◆ Task to complete:
Render the entries below as a two-column CSV with the header entry_text,answer and one row per entry. Put each entry's text and its answer in a single quoted field, turning line breaks into spaces.

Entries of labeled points
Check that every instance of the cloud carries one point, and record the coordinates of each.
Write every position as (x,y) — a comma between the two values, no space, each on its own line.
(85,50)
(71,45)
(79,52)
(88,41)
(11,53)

◆ Written answer:
entry_text,answer
"Check that every instance of the cloud carries one point, and record the coordinates of each. Write every position as (x,y) — a comma between the two values, no space, each on its own line.","(85,50) (71,45) (79,52) (88,41) (11,53)"